Point annotation records:
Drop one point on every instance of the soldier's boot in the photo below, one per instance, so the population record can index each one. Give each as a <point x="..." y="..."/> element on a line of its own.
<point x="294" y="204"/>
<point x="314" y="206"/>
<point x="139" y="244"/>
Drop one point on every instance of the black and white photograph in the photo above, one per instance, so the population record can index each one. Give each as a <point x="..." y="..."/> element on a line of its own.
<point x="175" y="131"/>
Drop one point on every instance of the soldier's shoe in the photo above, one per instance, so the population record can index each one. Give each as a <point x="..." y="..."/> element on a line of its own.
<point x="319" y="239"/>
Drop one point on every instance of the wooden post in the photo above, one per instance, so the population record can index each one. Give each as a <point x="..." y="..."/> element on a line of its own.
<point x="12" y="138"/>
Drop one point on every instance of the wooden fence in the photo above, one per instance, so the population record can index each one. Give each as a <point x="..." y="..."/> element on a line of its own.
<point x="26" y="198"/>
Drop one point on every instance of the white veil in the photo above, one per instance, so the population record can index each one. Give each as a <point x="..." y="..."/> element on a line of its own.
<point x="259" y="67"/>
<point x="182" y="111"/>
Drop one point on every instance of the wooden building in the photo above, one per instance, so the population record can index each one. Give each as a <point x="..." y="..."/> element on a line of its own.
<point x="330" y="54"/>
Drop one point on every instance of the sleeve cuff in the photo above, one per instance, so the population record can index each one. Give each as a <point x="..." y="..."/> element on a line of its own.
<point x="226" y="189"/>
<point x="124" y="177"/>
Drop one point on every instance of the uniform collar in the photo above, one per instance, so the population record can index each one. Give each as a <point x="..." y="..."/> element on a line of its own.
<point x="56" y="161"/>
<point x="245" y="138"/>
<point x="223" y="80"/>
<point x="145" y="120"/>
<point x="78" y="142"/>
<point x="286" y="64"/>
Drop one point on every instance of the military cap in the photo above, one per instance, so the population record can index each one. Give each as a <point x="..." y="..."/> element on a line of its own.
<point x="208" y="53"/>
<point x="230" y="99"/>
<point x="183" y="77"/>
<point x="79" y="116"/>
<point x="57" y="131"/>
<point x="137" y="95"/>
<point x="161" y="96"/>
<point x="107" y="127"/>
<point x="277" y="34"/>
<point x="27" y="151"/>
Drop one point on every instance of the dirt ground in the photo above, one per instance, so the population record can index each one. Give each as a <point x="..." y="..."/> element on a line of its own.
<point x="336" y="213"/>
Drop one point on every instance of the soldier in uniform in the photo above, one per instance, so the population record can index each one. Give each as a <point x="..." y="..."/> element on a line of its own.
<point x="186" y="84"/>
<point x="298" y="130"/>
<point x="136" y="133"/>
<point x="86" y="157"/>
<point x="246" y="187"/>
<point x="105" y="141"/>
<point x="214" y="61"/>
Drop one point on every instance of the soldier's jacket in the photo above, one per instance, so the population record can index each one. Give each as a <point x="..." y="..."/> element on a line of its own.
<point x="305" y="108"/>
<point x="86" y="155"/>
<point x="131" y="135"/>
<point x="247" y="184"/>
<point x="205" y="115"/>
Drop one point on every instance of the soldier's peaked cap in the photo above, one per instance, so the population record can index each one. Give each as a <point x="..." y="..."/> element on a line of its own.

▶ **GIVEN INSTRUCTION**:
Print each of the rows above again, character for character and with no changes.

▶ **TASK RESPONSE**:
Drop one point on every instance of the soldier's boot in the photo below, one per instance, so the population record can index each one. Give each as a <point x="..." y="..."/> element on a line of its own.
<point x="294" y="204"/>
<point x="314" y="206"/>
<point x="139" y="244"/>
Drop one point on every instance of the black and white photograph in the photo above, one per instance, so the population record can index each one. Give each as a <point x="..." y="..."/> element on a line of its own.
<point x="175" y="131"/>
Drop one point on every instance of the soldier's shoe in the photo above, one per instance, so the population record can index each one. Give each as a <point x="..." y="..."/> element on a line of its own.
<point x="319" y="239"/>
Drop one point on every instance of the wooden post in the photo above, one per instance, so the population record can index each one. Give each as a <point x="..." y="..."/> element on a line of its own.
<point x="12" y="138"/>
Drop one point on every instance of the wooden fence in the photo above, one per instance, so the population record can index each one. Give each as a <point x="..." y="..."/> element on a line of its own.
<point x="26" y="198"/>
Drop one point on every instance of the white veil in the photo above, one per instance, so the population record can index each one. Give each as a <point x="..." y="..."/> element on a line of its own.
<point x="259" y="67"/>
<point x="182" y="111"/>
Drop one point on every instance of the wooden building in the photo above, one per instance, so the population record can index each one. Give each as a <point x="..." y="..."/> element on a line of its own.
<point x="330" y="54"/>
Drop one point on every instance of the sleeve cuff in the photo above, one per instance, so the population record can index each one. Give each as a <point x="..." y="..."/> element on a line of its own.
<point x="226" y="189"/>
<point x="124" y="177"/>
Drop one point on every instance of the uniform collar in the photo above, one per instance, so the population record can index each one. Give each as a <point x="..." y="..."/> element on a line of its own.
<point x="56" y="161"/>
<point x="245" y="138"/>
<point x="223" y="80"/>
<point x="145" y="120"/>
<point x="78" y="142"/>
<point x="286" y="64"/>
Drop one point on every instance of the military cap in the photo above, one per instance, so the population record can index each one. Give each as a <point x="..." y="..."/> element on a line of its own.
<point x="208" y="53"/>
<point x="230" y="99"/>
<point x="183" y="77"/>
<point x="79" y="116"/>
<point x="57" y="131"/>
<point x="137" y="95"/>
<point x="161" y="96"/>
<point x="107" y="127"/>
<point x="277" y="34"/>
<point x="27" y="151"/>
Drop one point on every instance of the dirt ground in the photo above, one per instance, so the population record can index each one. Give each as a <point x="..." y="..."/> element on a line of its own.
<point x="336" y="213"/>
Drop one point on every instance of the soldier in uniform in the photo above, one per instance, so the population record can index each one. Give each as a <point x="..." y="..."/> element on a line of its own.
<point x="186" y="84"/>
<point x="298" y="130"/>
<point x="136" y="133"/>
<point x="86" y="157"/>
<point x="246" y="187"/>
<point x="105" y="141"/>
<point x="214" y="61"/>
Drop one point on every instance of the soldier's jacket in the photo above, one per instance, so the population record can index each one. Give each as a <point x="..." y="..."/> element on a line of its own.
<point x="305" y="108"/>
<point x="86" y="155"/>
<point x="131" y="135"/>
<point x="247" y="184"/>
<point x="205" y="115"/>
Drop one point on every instance of the soldier's peaked cap in the photo above, one per instance, so the population record can index each one. Give each as a <point x="..." y="..."/> element on a line of its own.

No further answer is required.